> [To do]: Reading the records beneath this task, work out how many lines contain the word "flock" and reply with only that number.

Point-per-instance localization data:
Segment Open

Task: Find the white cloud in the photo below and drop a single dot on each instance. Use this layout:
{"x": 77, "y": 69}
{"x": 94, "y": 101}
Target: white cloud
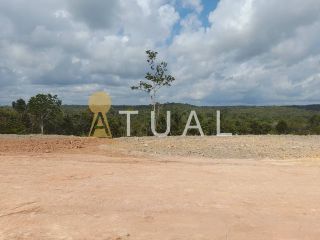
{"x": 253, "y": 52}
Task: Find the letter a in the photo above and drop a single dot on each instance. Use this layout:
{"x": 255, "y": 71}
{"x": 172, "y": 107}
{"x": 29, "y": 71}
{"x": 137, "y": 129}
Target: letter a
{"x": 193, "y": 114}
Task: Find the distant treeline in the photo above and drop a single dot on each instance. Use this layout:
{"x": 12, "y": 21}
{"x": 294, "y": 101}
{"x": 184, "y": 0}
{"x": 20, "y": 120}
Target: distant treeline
{"x": 242, "y": 120}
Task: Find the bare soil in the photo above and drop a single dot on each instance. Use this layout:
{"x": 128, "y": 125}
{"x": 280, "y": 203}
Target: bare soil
{"x": 241, "y": 187}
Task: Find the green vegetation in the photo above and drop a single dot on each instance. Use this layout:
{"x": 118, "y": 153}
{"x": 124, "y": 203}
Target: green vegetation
{"x": 24, "y": 118}
{"x": 156, "y": 79}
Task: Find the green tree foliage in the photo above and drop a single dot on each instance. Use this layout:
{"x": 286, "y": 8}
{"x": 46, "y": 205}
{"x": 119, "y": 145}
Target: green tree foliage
{"x": 76, "y": 120}
{"x": 44, "y": 107}
{"x": 282, "y": 127}
{"x": 156, "y": 78}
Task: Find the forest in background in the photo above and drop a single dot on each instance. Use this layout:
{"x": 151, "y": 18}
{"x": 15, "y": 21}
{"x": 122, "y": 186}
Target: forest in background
{"x": 241, "y": 120}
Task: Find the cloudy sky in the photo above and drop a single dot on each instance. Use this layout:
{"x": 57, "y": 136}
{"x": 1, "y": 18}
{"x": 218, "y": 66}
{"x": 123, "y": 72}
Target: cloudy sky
{"x": 225, "y": 52}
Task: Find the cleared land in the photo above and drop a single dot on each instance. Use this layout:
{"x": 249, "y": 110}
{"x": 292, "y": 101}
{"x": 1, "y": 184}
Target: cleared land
{"x": 242, "y": 187}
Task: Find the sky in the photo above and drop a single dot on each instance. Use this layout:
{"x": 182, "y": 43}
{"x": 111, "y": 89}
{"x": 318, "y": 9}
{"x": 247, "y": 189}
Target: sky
{"x": 227, "y": 52}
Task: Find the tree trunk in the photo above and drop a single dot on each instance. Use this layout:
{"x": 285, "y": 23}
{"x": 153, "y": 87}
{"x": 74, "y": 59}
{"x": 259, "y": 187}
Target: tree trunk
{"x": 41, "y": 126}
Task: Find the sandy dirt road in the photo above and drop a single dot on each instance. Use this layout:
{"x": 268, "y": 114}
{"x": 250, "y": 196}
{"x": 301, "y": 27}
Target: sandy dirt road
{"x": 146, "y": 188}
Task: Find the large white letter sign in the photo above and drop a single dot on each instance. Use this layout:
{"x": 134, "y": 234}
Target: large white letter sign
{"x": 153, "y": 125}
{"x": 128, "y": 113}
{"x": 193, "y": 114}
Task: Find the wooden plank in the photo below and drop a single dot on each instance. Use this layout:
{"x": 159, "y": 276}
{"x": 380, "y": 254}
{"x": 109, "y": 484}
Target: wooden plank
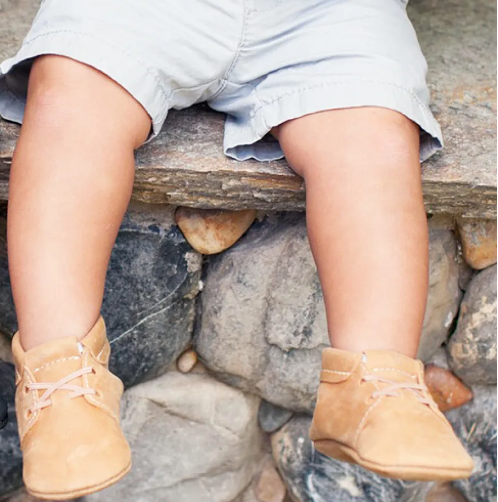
{"x": 185, "y": 165}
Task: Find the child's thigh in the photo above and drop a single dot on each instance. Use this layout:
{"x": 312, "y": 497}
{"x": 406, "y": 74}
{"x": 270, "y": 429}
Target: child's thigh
{"x": 352, "y": 144}
{"x": 70, "y": 99}
{"x": 318, "y": 55}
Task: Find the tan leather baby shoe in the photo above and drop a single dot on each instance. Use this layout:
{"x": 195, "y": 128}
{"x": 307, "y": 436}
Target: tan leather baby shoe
{"x": 67, "y": 404}
{"x": 373, "y": 409}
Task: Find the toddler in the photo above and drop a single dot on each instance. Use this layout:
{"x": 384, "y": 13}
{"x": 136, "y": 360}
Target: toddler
{"x": 341, "y": 86}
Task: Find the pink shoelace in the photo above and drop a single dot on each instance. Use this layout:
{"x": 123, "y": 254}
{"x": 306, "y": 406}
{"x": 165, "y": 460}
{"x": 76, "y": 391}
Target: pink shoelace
{"x": 62, "y": 384}
{"x": 419, "y": 390}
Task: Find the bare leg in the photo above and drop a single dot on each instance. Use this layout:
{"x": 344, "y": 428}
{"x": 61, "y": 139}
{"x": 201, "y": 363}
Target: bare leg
{"x": 71, "y": 181}
{"x": 366, "y": 223}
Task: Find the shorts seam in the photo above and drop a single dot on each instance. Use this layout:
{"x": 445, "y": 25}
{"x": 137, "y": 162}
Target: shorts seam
{"x": 342, "y": 82}
{"x": 166, "y": 95}
{"x": 225, "y": 79}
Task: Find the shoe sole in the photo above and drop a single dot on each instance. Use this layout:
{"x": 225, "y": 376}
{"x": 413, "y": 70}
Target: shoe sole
{"x": 83, "y": 491}
{"x": 410, "y": 473}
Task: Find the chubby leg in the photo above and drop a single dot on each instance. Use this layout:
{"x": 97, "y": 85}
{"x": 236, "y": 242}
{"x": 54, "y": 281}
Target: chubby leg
{"x": 71, "y": 181}
{"x": 366, "y": 223}
{"x": 368, "y": 233}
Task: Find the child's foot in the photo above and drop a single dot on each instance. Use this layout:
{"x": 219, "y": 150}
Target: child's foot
{"x": 67, "y": 404}
{"x": 374, "y": 409}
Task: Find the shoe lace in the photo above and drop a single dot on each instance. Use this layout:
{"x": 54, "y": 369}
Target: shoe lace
{"x": 419, "y": 390}
{"x": 62, "y": 384}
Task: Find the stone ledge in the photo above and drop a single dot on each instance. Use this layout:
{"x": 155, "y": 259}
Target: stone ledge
{"x": 186, "y": 165}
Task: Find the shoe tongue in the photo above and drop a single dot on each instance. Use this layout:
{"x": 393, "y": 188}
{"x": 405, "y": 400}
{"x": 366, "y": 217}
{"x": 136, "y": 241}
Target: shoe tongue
{"x": 54, "y": 359}
{"x": 392, "y": 365}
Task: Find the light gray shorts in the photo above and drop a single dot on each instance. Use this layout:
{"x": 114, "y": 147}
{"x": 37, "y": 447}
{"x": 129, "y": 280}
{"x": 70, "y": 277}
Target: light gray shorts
{"x": 262, "y": 62}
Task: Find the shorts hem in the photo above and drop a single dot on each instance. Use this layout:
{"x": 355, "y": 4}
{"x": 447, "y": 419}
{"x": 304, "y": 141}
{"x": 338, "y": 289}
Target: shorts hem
{"x": 241, "y": 140}
{"x": 119, "y": 66}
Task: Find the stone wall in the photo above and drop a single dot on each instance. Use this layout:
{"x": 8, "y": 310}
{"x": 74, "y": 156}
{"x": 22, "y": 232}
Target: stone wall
{"x": 220, "y": 355}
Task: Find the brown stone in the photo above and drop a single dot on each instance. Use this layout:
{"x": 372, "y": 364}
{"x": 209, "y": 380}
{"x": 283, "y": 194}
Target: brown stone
{"x": 211, "y": 231}
{"x": 472, "y": 348}
{"x": 478, "y": 238}
{"x": 444, "y": 492}
{"x": 270, "y": 487}
{"x": 446, "y": 389}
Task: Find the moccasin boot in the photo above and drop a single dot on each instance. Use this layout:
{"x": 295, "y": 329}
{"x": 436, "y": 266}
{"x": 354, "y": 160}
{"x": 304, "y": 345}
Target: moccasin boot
{"x": 373, "y": 409}
{"x": 67, "y": 405}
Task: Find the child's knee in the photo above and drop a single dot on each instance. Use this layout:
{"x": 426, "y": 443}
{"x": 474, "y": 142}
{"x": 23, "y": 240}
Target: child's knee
{"x": 65, "y": 95}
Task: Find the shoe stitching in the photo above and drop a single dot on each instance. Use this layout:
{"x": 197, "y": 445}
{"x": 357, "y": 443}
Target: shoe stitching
{"x": 396, "y": 369}
{"x": 91, "y": 399}
{"x": 100, "y": 353}
{"x": 338, "y": 372}
{"x": 365, "y": 369}
{"x": 62, "y": 359}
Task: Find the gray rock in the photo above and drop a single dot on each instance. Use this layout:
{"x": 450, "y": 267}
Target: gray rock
{"x": 313, "y": 477}
{"x": 444, "y": 291}
{"x": 272, "y": 417}
{"x": 263, "y": 326}
{"x": 193, "y": 439}
{"x": 10, "y": 452}
{"x": 5, "y": 349}
{"x": 475, "y": 424}
{"x": 152, "y": 281}
{"x": 151, "y": 285}
{"x": 472, "y": 348}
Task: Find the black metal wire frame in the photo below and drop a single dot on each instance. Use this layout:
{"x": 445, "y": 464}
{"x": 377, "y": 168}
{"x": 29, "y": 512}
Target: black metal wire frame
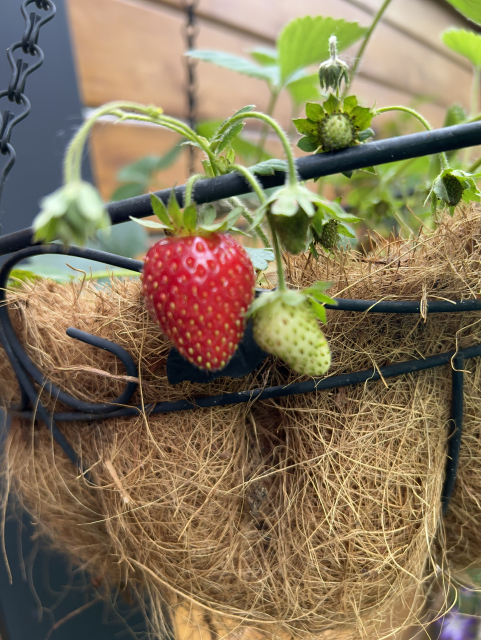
{"x": 384, "y": 151}
{"x": 27, "y": 373}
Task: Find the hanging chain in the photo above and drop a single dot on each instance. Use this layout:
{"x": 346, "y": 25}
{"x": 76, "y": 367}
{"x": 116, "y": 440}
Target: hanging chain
{"x": 190, "y": 33}
{"x": 21, "y": 69}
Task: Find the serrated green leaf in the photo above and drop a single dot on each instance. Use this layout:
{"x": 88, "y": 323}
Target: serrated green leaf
{"x": 306, "y": 127}
{"x": 220, "y": 143}
{"x": 129, "y": 190}
{"x": 234, "y": 63}
{"x": 318, "y": 309}
{"x": 466, "y": 43}
{"x": 159, "y": 209}
{"x": 314, "y": 111}
{"x": 471, "y": 9}
{"x": 269, "y": 167}
{"x": 260, "y": 258}
{"x": 150, "y": 224}
{"x": 307, "y": 144}
{"x": 190, "y": 218}
{"x": 303, "y": 89}
{"x": 305, "y": 41}
{"x": 265, "y": 56}
{"x": 344, "y": 231}
{"x": 175, "y": 214}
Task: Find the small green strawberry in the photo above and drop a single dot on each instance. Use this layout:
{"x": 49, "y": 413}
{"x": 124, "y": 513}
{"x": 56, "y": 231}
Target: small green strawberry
{"x": 452, "y": 186}
{"x": 336, "y": 132}
{"x": 292, "y": 231}
{"x": 330, "y": 234}
{"x": 454, "y": 189}
{"x": 286, "y": 325}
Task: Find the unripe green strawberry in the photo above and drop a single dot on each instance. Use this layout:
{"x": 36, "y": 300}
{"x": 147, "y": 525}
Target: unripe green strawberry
{"x": 454, "y": 189}
{"x": 330, "y": 235}
{"x": 336, "y": 132}
{"x": 292, "y": 231}
{"x": 292, "y": 333}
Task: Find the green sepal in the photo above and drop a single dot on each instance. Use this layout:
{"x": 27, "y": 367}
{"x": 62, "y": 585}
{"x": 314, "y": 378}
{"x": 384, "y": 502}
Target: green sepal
{"x": 159, "y": 209}
{"x": 318, "y": 309}
{"x": 314, "y": 112}
{"x": 190, "y": 218}
{"x": 174, "y": 211}
{"x": 150, "y": 224}
{"x": 207, "y": 168}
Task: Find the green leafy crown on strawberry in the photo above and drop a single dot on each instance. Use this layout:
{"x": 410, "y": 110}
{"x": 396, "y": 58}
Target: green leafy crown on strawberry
{"x": 199, "y": 283}
{"x": 335, "y": 124}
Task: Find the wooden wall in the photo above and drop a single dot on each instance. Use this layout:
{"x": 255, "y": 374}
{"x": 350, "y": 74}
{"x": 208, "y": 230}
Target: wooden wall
{"x": 133, "y": 50}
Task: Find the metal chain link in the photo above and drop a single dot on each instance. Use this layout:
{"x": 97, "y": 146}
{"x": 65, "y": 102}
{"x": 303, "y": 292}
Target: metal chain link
{"x": 21, "y": 69}
{"x": 190, "y": 33}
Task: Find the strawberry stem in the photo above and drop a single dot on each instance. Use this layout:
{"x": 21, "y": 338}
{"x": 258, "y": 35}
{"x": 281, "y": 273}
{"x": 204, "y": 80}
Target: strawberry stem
{"x": 291, "y": 175}
{"x": 281, "y": 283}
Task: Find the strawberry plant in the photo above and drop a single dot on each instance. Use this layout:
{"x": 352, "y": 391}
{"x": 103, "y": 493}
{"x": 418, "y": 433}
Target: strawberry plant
{"x": 198, "y": 281}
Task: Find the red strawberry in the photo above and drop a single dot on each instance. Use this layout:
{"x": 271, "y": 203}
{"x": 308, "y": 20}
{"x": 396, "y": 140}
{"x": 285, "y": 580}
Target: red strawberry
{"x": 198, "y": 289}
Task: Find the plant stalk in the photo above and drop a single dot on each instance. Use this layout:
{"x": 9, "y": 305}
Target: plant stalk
{"x": 281, "y": 283}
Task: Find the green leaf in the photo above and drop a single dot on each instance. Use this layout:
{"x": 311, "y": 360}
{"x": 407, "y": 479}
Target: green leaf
{"x": 314, "y": 111}
{"x": 454, "y": 115}
{"x": 226, "y": 224}
{"x": 306, "y": 127}
{"x": 209, "y": 215}
{"x": 140, "y": 171}
{"x": 234, "y": 63}
{"x": 305, "y": 41}
{"x": 303, "y": 89}
{"x": 268, "y": 167}
{"x": 159, "y": 209}
{"x": 190, "y": 218}
{"x": 149, "y": 224}
{"x": 173, "y": 208}
{"x": 264, "y": 56}
{"x": 344, "y": 231}
{"x": 307, "y": 144}
{"x": 318, "y": 309}
{"x": 248, "y": 151}
{"x": 221, "y": 142}
{"x": 129, "y": 190}
{"x": 246, "y": 109}
{"x": 260, "y": 258}
{"x": 471, "y": 9}
{"x": 466, "y": 43}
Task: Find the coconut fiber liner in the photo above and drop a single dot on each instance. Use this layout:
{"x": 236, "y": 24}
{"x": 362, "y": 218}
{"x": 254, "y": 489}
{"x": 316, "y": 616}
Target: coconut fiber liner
{"x": 310, "y": 515}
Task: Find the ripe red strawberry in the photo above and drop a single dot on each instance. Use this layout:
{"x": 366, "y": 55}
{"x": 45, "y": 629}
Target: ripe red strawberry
{"x": 198, "y": 288}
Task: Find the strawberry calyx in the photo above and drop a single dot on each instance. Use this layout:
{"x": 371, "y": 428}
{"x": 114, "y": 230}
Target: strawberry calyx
{"x": 190, "y": 221}
{"x": 315, "y": 294}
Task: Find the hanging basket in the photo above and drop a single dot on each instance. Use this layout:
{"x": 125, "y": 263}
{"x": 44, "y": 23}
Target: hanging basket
{"x": 294, "y": 515}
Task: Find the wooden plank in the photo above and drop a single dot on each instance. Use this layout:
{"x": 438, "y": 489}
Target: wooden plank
{"x": 148, "y": 66}
{"x": 423, "y": 21}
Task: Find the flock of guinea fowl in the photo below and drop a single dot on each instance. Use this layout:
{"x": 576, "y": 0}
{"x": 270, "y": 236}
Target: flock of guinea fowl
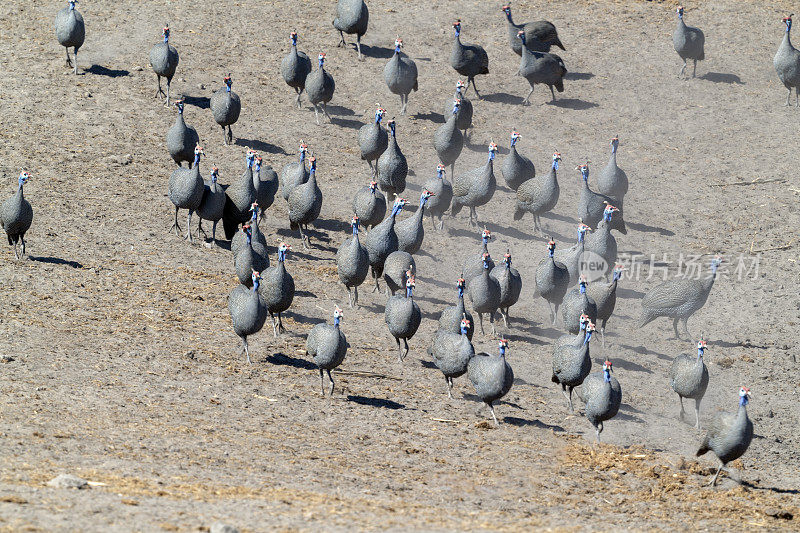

Segment Closed

> [Written reply]: 2